課題 1
記録のうち、「e.g. [(172, 94)]」を含む行から始めて「71), (175, 49)]」を含む行で止め、両端の行も含めてそのまま引用してください。

読解文
/---
ということで、2015年の第一弾となりました当ブログでは「武道ドキュメント 拳豪の祭典」
を紹介します。
1973年12月に「燃えよドラゴン」が公開され、カラテブームに火が着き日本、いや世界中が
カラテ、カンフーに湧き踊りました。
この映画は1974年9月、一連のカラテ映画とは一線を画しドキュメントという形で空手を始めとする
武道について描かれています。

監督は原田隆司。企画は鈴木正文館長。音楽は津島利章。ナレーターは小松方正。

祭典
「武道ドキュメント 拳豪の祭典」

「現代は武道ブームであるという、このブームは何処から来ているのか。」

日本各地に残されている武道の伝統を、俳優:広瀬義宣が歩く。

「日本列島は高度成長が生み出した歪に荒れ果て、そこに住む人々は前途を見失って無気力に
明け暮れる現代。若者たちは、ようやく生身の人間の力を見直し始めた。
そして、武道の素晴らしさをあらためて噛み締めているのである。」
「我々の先祖たちが人間の極限の力を求めて生み育ててきた数々の武術、今もなお全国各地に
残されているその伝統を、これから広瀬君とともに訪ねてみよう。」

まず最初に広瀬が訪れたのが京都・日本正武館の道場

沖縄直伝剛柔流。

その道場の大きさに広瀬は驚く。

道場内では鈴木正文館長が剣の攻撃に対する技を指導している。

日本刀対空手の演武。

瓦割り、四方板割りの演武が行われる。

そして鈴木館長による貫手での板割り。

果物ナイフに紙を置きそこへ竹を吊るす。それを木刀で割るという技を
披露する鈴木館長。
裂帛の気合とともに木刀を振りおろし、見事に竹は割れ紙は切れていない。
\---
課題 2
「武道ドキュメント 拳豪の祭典」を紹介する文章を、最後の文の後から続けてください。

(ポイント指定とラベル付けの記録)
/---
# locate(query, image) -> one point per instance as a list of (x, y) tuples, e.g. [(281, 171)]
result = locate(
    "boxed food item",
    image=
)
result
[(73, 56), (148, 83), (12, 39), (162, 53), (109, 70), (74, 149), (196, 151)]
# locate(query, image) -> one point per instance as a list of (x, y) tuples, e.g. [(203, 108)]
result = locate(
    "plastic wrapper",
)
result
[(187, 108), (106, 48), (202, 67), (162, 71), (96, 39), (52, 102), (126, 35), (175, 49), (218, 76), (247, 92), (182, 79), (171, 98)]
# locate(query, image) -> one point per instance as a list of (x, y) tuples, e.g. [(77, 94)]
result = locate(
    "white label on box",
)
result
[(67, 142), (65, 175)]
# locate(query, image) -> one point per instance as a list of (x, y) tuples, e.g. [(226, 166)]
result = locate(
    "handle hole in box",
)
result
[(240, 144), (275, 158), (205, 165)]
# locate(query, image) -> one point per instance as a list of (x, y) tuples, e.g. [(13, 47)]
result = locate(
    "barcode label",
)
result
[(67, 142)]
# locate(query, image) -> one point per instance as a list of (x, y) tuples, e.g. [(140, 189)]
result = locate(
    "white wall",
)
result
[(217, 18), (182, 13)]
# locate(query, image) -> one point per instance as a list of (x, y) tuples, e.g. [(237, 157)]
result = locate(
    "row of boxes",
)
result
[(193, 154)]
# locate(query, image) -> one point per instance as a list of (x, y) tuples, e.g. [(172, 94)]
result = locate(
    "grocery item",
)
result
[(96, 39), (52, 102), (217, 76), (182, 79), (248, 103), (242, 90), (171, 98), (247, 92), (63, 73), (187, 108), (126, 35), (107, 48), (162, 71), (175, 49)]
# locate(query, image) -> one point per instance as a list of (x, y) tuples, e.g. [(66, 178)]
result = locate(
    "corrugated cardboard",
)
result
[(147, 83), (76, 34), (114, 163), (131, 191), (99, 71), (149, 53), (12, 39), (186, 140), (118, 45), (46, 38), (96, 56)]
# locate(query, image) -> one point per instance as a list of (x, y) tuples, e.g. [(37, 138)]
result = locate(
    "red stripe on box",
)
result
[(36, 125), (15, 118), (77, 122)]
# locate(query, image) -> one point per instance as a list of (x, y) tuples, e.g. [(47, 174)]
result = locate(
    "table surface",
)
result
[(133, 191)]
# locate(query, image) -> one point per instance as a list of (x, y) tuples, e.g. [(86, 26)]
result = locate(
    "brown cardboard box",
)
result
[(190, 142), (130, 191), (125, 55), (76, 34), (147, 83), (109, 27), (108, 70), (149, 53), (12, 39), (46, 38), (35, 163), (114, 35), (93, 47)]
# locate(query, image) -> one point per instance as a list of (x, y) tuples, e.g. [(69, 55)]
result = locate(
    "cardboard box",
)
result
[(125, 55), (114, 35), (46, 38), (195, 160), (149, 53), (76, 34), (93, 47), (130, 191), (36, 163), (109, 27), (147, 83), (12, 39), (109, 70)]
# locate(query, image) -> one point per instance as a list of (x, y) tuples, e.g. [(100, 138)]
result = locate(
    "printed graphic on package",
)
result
\---
記述回答 1
# locate(query, image) -> one point per instance as a list of (x, y) tuples, e.g. [(172, 94)]
result = locate(
    "grocery item",
)
result
[(96, 39), (52, 102), (217, 76), (182, 79), (248, 103), (242, 90), (171, 98), (247, 92), (63, 73), (187, 108), (126, 35), (107, 48), (162, 71), (175, 49)]

記述回答 2
鈴木館長による「転掌」。

「空手が本土に渡って半世紀、跳ぶ、突く、蹴る、この空手の源流は・・・」

次に広瀬は空手の源流を求めて、沖縄へ向かう。

琉球古武道保存振興会による数々の演武。

棒術とサイ。
鉄甲。
トンファー。

信武館館長 範士 赤嶺栄亮による鎌の術。

松林流
興道館館長 範士 長嶺将真による王冠の形。

沖縄へ修学旅行の小学生にインタビュー。

スタッフ「空手って知ってるでしょ?」
小学生「知ってる。」
スタッフ「君はやってる?」
小学生「やってない。」
スタッフ「友達でやってる人いる?」
小学生「いない。」

「沖縄では、過去二度にわたって禁武政策が行われた。」
「これらは武器を取り上げられた人々が徒手空拳あるいは農具日常の道具などを
武器に代わる武器として極秘のうちに研究練磨していったいわゆるゲリラの武術である。」

沖縄 小林流
究道館振興会本部館長 範士 比嘉佑直による首里手 平安(ピンアン)四段

沖縄 剛柔流
明武館館長 範士 八木明徳による那覇手スーパーリンペイ

 

沖縄で女子学生にインタビュー。

スタッフ「ブルース・リーの映画観たでしょ?」
女子学生「はい。」
スタッフ「どこが面白かった?」
女子学生「ヌンチャク使った時の鋭さ?」

鈴木館長が沖縄宜野湾に住む102歳の空手家・上江洲安睦を訪ねる。
「長寿の研究家が驚くほどの肉体の持ち主である。」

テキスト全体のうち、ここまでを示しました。